## Texto de partida

---+---

Al leer a los profetas del Antiguo Testamento veo cómo Dios, una y otra vez, sin descanso, advierte a Su pueblo de las consecuencias de su infidelidad, de los efectos secundarios de su pecado. Porque el pecado no es inocuo, no lo era entonces y no lo es ahora. Es un bocado aparentemente dulce que va envenenando a la persona indefectiblemente hasta provocarle una seria enfermedad que le impide acercarse a Dios, el único verdadero lugar de descanso y la cura definitiva. No te engañes, tu pecado tiene consecuencias, y tu Dios hoy quiere avisarte de ellas; mi Buen Padre quiere avisarme de ellas.
“Ni la era ni el lagar los alimentarán, y el mosto les faltará” (Os 9:2). El pecado trae escasez a mi vida, a pesar de su promesa de abundancia. Cuando me permito obrar en contra de la voluntad de Dios siento el hambre real que viene de haber abandonado al Pan que descendió del Cielo para darme vida, porque, si soy hija de Dios, necesito “toda palabra que sale de la boca de Dios” para mi subsistencia. El pecado me deja hambrienta y sin fruto.
El pecado me hace salir del precioso lugar del encuentro con Dios. “No permanecerán en la tierra del Señor…” (Os 9:3a). El pecado me obliga a “emigrar” de mi satisfactoria relación con Dios, porque “qué comunión tiene la luz con las tinieblas”. Me es imposible tener intimidad con un Dios Santo cuando mi vida le ha vuelto la espalda, y me tengo que conformar con mirarlo a la distancia.

---+---

## Ejercicio
Sigue escribiendo el texto sobre las consecuencias del pecado justo después de su última frase, con el mismo tono.

## Listado de datos
---+---

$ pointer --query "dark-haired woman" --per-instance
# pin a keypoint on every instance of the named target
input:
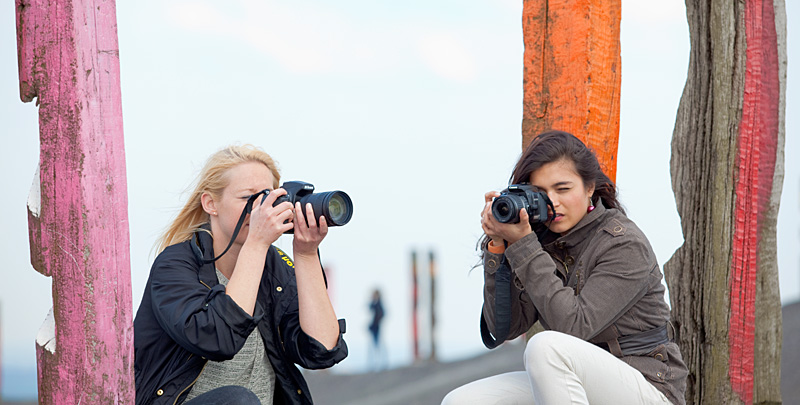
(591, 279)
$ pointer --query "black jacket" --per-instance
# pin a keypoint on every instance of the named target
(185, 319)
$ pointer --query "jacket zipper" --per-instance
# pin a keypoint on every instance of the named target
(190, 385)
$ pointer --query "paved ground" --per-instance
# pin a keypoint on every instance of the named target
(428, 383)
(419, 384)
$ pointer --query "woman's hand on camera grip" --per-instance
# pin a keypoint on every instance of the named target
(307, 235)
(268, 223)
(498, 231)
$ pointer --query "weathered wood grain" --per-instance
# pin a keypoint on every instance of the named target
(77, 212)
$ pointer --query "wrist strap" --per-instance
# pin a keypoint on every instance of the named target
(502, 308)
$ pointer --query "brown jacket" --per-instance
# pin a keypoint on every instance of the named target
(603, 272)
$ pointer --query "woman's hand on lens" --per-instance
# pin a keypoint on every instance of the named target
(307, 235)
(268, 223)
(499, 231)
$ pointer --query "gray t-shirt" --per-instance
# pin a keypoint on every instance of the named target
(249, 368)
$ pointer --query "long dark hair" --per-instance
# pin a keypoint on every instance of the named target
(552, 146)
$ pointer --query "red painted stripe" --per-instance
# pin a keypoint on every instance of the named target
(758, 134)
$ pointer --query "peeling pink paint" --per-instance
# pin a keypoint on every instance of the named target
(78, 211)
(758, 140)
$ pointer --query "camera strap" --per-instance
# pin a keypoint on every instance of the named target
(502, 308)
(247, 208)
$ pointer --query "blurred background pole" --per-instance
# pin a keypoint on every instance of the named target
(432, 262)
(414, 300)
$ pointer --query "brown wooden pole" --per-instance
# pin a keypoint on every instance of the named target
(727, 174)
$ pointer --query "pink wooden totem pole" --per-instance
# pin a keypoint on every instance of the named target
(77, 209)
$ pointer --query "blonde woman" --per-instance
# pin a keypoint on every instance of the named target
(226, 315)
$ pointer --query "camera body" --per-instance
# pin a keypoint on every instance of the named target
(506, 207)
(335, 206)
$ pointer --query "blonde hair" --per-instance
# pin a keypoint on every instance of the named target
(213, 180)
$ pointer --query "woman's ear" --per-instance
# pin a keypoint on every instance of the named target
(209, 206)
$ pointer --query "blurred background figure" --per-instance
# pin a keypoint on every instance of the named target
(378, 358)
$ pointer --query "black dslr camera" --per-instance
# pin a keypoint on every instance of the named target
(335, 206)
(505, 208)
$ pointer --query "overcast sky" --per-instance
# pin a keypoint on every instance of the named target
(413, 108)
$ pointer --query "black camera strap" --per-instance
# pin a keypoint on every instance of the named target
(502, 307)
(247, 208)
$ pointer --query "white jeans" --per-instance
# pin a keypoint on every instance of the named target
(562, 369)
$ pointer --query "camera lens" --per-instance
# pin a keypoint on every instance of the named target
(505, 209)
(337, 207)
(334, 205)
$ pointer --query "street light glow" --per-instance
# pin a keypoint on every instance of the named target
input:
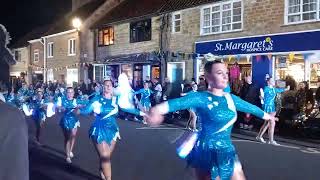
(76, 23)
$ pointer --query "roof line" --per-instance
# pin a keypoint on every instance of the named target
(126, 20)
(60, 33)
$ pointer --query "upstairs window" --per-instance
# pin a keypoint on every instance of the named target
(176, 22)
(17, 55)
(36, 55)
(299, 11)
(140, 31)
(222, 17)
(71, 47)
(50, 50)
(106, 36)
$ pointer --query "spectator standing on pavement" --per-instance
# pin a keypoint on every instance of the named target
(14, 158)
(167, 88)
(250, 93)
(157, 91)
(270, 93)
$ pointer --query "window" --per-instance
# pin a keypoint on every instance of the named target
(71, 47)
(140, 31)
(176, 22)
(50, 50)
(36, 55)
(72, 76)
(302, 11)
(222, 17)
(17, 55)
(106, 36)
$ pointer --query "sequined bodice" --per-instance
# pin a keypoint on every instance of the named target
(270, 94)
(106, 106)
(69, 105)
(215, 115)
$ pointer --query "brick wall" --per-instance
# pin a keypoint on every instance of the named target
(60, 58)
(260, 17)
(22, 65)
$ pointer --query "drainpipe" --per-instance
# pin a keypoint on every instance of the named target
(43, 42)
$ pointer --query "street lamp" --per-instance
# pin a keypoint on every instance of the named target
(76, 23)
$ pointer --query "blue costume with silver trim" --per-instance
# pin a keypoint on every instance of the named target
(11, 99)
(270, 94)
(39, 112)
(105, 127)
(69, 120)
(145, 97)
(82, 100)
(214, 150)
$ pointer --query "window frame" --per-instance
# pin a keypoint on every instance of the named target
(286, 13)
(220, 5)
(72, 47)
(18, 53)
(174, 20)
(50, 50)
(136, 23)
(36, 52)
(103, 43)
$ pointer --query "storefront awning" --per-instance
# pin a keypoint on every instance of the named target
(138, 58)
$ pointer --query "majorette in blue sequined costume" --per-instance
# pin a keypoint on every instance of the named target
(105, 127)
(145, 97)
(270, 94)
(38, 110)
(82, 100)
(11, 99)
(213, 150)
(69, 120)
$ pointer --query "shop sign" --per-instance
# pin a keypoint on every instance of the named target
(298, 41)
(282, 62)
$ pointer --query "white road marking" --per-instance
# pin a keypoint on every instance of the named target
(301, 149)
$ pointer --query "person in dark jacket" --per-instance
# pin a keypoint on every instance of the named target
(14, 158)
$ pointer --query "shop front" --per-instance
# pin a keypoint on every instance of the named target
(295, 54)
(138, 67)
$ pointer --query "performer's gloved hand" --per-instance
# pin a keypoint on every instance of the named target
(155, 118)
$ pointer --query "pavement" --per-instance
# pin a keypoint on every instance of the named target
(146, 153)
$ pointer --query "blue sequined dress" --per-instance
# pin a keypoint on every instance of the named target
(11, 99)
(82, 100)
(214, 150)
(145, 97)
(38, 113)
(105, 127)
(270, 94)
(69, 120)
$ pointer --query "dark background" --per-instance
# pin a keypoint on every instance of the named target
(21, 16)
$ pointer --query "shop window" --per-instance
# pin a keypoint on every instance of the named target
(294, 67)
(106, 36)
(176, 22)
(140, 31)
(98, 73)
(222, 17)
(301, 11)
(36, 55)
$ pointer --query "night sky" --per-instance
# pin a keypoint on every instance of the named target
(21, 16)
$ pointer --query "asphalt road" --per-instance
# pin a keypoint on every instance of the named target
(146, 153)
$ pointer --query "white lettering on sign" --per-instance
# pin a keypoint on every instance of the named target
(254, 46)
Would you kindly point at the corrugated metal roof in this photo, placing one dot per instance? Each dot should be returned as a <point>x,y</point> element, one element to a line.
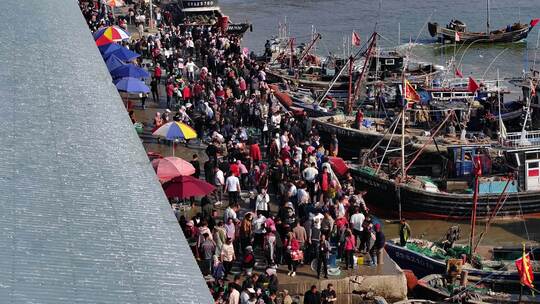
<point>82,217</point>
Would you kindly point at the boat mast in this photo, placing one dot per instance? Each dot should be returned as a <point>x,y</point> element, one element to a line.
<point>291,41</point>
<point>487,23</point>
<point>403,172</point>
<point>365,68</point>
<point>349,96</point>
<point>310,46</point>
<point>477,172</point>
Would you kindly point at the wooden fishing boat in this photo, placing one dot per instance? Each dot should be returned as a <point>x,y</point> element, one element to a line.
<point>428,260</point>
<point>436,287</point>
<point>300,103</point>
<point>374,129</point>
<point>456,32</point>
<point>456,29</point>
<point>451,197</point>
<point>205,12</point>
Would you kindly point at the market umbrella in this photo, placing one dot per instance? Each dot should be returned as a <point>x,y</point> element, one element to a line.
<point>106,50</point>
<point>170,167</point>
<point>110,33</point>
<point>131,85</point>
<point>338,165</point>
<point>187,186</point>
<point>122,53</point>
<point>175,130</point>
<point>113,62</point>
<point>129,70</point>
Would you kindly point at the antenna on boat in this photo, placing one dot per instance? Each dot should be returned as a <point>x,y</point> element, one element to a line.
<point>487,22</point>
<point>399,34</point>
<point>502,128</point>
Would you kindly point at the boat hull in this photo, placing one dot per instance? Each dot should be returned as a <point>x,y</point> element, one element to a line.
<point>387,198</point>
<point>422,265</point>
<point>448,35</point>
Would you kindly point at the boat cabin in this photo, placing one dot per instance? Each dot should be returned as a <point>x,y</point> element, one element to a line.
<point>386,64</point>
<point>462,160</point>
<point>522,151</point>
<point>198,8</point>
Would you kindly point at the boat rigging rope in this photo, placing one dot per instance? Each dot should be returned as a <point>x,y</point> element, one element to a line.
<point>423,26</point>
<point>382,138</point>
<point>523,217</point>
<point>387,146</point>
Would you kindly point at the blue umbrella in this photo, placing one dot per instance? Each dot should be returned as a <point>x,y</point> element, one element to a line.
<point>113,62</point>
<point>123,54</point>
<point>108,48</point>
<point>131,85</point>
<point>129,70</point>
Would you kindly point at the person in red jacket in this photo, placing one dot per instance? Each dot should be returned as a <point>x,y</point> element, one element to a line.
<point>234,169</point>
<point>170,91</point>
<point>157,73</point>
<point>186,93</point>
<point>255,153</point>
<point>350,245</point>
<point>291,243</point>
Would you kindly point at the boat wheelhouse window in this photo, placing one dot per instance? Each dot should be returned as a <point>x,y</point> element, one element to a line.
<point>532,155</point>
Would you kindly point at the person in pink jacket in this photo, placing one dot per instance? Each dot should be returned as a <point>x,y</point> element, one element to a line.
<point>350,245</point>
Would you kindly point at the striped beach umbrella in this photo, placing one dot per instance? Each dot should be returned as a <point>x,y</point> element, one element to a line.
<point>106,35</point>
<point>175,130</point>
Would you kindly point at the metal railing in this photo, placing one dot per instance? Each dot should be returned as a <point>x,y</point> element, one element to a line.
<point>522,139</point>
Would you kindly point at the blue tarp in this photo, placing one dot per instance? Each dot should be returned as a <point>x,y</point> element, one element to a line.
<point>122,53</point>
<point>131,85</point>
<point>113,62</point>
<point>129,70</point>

---+---

## Respuesta
El pecado me impide absolutamente la vida de culto. “No harán libaciones de vino al Señor, ni le serán gratos sus sacrificios… no entrarán en la casa del Señor” (Os 9:4). Sí, podré ir a la iglesia, podré participar de los servicios de adoración, podré incluso elevar mi voz en medio de mis hermanos; pero sabré con meridiana claridad que en realidad soy una extraña, que mi pecado me ha quitado todo el derecho a estar ahí, que el Señor Jesús no quiere oírme hasta que solucione las cosas, “si cuando llegas al altar te das cuenta…” deja allí tus apariencias de piedad y arregla las cosas con Quien más te ama.
“…Todas tus fortalezas serán destruidas…” (Os 10:14). El pecado me va a dejar destrozada, no hay pecado pequeño. Cualquier cosa que me aleje de Dios me destruye por dentro y también por fuera, al final. El pecado coge “la vida abundante” y “los ríos de agua viva” que Jesús había empezado a instalar en mi vida y los convierte en un desierto seco y ardiente, que se hace cada vez más desolador.
No nos engañemos, el pecado es terrible, espantoso, produjo el gran cataclismo del Edén, por aquella “pequeña desobediencia sin importancia” de nuestros primeros padres. Y tu pecado no es menos dañino y horrible, mi pecado no es menos repugnante y vomitivo ante Dios, por “pequeño e insignificante” que sea. Por eso es urgente que reacciones con firmeza ante tu propio pecado, que pidas a Dios fuerza para alejarte de él, sabiduría para detectarlo a tiempo; Su mirada para odiarlo “de todo corazón”.
Pero, incluso cuando caigo, cuando sufro las consecuencias de la caída, cuando, por Su Espíritu me vuelvo a Él, encuentro a un Dios bondadoso, lleno de amor generoso (Os 14:4) dispuesto a “curar esos efectos secundarios” y volver a saciarme, dispuesto a volver a la intimidad conmigo, deseando volver a hacerme disfrutar de la vida en comunidad; un Dios que con gusto se dispone a restaurar una vez más mi vida dañada por el pecado.
Sí, el pecado es dañino, es peligroso, es espantoso. Es necesario que estemos alerta porque hay un “león rugiente que busca a quien devorar”. Y la mejor manera de luchar contra él, es poner todo de nuestra parte para acercarnos cada día más a Jesús, de manera que Su Espíritu nos ayude a no caer y, cuando caigamos, recordemos que “cuando el pecado abundó, sobreabundó la gracia”.